DIRECTION:
Write each line exactly as it stands, from the line containing "Point out the distant" through the end of the data.

-------- EXERCISE MATERIAL --------

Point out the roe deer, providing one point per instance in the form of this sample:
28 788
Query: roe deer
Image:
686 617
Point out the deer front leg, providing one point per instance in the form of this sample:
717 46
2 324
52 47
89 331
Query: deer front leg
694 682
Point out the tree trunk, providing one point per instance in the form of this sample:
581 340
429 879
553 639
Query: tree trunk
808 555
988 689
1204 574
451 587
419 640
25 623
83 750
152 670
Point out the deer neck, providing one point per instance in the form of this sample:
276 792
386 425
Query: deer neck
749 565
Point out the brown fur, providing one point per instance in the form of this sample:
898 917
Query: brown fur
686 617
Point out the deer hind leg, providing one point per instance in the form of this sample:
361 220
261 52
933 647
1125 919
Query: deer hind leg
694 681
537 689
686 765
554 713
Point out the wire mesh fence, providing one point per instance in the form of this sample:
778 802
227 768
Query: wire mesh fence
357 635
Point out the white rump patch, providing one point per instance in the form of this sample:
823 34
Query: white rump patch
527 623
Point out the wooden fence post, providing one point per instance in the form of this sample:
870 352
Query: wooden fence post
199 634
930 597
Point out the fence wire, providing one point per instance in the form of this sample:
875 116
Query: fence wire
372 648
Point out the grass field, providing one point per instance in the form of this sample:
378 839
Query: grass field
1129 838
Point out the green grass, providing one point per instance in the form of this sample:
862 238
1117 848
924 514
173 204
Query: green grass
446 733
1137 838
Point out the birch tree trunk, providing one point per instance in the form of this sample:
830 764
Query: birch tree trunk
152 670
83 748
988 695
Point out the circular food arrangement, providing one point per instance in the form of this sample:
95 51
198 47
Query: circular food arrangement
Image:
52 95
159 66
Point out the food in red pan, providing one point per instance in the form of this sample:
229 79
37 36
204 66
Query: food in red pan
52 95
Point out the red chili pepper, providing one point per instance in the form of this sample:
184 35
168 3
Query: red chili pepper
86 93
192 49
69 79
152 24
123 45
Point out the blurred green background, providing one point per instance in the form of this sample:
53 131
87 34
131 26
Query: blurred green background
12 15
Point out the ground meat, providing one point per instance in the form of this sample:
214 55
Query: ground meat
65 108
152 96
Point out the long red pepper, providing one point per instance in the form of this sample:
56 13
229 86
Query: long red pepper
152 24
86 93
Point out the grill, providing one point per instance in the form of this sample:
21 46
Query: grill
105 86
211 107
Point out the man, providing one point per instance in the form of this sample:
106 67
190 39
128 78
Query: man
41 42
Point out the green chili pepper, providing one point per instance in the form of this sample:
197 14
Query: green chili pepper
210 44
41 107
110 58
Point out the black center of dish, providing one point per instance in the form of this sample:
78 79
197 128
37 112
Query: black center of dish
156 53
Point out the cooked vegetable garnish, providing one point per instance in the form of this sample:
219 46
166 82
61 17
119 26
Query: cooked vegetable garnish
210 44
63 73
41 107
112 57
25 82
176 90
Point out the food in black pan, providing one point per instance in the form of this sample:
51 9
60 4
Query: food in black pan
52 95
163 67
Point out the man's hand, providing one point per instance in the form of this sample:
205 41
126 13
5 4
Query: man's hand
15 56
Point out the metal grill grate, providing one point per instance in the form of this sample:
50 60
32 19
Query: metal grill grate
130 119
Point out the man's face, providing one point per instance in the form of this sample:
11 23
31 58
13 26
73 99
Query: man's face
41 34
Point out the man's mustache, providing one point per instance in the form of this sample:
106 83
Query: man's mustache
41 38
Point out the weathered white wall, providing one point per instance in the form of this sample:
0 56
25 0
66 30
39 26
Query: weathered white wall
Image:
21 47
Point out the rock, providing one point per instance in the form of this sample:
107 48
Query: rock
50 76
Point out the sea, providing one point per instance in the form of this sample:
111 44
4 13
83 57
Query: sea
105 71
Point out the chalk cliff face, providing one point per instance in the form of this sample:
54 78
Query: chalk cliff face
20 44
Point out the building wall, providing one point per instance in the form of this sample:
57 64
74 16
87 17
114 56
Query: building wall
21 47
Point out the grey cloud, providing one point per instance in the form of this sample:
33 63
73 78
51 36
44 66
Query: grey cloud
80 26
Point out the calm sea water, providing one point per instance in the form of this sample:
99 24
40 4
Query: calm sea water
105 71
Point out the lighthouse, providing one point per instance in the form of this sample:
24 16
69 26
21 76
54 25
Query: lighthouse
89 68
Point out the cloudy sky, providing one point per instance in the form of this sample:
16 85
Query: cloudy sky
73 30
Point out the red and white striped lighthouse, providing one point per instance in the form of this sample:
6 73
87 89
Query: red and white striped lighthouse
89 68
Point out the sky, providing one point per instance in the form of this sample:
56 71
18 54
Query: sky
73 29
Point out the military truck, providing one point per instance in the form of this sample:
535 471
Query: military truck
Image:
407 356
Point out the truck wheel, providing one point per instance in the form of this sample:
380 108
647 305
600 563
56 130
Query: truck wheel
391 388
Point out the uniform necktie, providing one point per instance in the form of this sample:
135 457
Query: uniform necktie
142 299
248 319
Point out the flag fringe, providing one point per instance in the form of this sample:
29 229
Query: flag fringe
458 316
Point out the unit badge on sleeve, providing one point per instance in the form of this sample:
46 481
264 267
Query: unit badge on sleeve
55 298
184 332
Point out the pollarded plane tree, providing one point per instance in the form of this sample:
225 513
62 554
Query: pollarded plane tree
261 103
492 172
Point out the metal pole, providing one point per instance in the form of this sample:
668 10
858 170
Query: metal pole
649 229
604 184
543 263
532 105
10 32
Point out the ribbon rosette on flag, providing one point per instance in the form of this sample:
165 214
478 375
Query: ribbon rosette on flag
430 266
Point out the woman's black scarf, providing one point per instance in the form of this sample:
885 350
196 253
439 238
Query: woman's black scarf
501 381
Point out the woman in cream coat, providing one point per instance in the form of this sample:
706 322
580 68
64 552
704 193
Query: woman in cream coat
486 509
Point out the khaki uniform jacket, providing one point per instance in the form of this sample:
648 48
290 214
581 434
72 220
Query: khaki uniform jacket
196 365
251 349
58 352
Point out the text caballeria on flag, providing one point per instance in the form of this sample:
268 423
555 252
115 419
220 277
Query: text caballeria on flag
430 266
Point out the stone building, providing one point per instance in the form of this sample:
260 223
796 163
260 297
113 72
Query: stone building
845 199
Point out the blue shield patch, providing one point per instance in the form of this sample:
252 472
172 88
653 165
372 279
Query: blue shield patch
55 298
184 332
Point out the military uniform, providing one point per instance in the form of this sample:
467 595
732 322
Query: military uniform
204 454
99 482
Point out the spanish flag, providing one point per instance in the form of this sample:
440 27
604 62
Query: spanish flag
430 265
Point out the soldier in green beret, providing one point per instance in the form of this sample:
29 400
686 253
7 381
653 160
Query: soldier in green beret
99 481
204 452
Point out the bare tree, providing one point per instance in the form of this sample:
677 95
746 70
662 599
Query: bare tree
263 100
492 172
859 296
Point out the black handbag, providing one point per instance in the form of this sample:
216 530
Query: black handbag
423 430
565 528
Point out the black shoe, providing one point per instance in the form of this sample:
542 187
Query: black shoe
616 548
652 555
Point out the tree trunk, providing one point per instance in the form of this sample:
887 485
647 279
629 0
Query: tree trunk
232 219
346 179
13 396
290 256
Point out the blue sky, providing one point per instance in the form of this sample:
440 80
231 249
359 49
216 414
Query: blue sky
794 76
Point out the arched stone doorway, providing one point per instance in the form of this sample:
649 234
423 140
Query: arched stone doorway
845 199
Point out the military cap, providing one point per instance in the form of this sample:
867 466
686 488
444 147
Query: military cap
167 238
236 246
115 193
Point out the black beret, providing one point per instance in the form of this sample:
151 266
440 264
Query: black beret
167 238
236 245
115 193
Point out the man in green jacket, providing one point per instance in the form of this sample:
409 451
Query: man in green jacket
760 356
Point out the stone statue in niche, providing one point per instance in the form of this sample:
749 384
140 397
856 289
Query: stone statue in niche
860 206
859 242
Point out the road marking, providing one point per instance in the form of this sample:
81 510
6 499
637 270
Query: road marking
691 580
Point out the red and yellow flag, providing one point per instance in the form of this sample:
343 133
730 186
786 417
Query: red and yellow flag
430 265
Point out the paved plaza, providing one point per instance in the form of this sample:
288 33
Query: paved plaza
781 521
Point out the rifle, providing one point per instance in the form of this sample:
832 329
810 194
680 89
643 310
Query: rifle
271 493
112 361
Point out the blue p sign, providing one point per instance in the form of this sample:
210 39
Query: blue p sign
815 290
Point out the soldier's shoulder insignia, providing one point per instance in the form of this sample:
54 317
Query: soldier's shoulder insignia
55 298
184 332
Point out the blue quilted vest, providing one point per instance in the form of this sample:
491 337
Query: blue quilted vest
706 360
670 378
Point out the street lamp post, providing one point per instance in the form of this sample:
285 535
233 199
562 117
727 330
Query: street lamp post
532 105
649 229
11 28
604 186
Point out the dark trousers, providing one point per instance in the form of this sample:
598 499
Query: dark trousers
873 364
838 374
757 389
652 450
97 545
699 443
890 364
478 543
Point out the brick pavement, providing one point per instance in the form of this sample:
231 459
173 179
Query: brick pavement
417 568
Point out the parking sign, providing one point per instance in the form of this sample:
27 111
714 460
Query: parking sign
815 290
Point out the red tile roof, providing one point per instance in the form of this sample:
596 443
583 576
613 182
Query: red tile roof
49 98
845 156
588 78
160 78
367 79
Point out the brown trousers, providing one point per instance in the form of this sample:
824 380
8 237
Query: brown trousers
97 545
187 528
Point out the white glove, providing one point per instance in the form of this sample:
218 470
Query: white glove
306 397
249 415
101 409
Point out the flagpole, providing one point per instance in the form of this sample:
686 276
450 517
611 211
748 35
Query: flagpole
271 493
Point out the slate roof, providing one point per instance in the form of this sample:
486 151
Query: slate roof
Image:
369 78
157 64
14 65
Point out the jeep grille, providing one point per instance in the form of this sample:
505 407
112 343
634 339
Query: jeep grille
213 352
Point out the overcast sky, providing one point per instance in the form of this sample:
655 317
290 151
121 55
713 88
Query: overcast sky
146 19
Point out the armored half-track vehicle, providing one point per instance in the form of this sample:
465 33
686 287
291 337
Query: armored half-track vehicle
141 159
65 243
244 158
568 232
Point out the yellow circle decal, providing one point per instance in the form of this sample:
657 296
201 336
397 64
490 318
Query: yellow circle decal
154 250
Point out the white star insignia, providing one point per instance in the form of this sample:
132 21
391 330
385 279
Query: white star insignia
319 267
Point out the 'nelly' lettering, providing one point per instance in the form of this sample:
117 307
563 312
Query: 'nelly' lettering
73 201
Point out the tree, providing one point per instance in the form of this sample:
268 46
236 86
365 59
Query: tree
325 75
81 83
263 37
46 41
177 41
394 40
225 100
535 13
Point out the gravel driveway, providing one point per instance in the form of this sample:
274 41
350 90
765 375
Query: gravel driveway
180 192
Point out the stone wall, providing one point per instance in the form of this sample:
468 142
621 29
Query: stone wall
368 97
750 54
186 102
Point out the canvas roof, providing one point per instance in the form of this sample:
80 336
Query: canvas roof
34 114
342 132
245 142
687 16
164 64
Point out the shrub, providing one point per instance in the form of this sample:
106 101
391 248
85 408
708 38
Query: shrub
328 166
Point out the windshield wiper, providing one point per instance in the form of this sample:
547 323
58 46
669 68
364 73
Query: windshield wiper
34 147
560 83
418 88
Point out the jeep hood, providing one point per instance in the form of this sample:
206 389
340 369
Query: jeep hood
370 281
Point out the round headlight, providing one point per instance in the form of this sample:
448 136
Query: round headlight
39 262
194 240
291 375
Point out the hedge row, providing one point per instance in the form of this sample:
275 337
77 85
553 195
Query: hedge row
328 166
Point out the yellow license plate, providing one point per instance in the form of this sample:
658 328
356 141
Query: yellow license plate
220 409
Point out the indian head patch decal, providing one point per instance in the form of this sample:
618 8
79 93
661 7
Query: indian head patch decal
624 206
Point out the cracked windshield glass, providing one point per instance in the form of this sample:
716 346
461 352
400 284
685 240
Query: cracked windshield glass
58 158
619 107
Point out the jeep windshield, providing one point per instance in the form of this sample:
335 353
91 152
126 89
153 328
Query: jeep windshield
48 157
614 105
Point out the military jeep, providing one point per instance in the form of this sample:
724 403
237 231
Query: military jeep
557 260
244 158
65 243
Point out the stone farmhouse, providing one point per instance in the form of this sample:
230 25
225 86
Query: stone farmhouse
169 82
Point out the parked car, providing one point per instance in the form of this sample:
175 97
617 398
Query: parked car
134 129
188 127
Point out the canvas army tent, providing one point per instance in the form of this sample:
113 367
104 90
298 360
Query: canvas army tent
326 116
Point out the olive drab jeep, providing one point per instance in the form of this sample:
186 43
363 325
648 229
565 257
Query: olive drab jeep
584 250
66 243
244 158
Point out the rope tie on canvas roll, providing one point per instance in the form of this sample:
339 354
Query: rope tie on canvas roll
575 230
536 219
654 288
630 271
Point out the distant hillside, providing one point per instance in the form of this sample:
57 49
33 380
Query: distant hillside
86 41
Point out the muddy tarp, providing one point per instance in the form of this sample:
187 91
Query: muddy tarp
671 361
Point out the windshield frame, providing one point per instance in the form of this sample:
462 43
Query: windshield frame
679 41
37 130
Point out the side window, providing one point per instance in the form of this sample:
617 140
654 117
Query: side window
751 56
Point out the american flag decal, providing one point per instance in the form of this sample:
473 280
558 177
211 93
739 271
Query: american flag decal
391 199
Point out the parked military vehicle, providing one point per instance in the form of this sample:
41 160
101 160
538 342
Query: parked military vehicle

--------

RESULT OF THIS TASK:
Point out the distant hillside, providing one point per instance in the form of this sample:
57 49
33 380
Query: distant hillside
86 41
Point out the muddy tarp, providing one point per instance in the form of this sample:
187 91
Query: muddy tarp
671 361
Point out the windshield frame, providing one point per instance in the form of this sample:
462 43
Query: windshield frame
679 41
37 130
Point out the side window, providing one point per instance in the form of this sample:
617 140
654 117
Query: side window
751 56
Point out the american flag decal, providing one point per instance in the form of this sample:
473 280
558 177
211 93
739 271
Query: american flag decal
391 199
Point out the parked military vehicle, providing one point per instance in the form of this sample:
41 160
101 160
538 342
Query: parked military vehicle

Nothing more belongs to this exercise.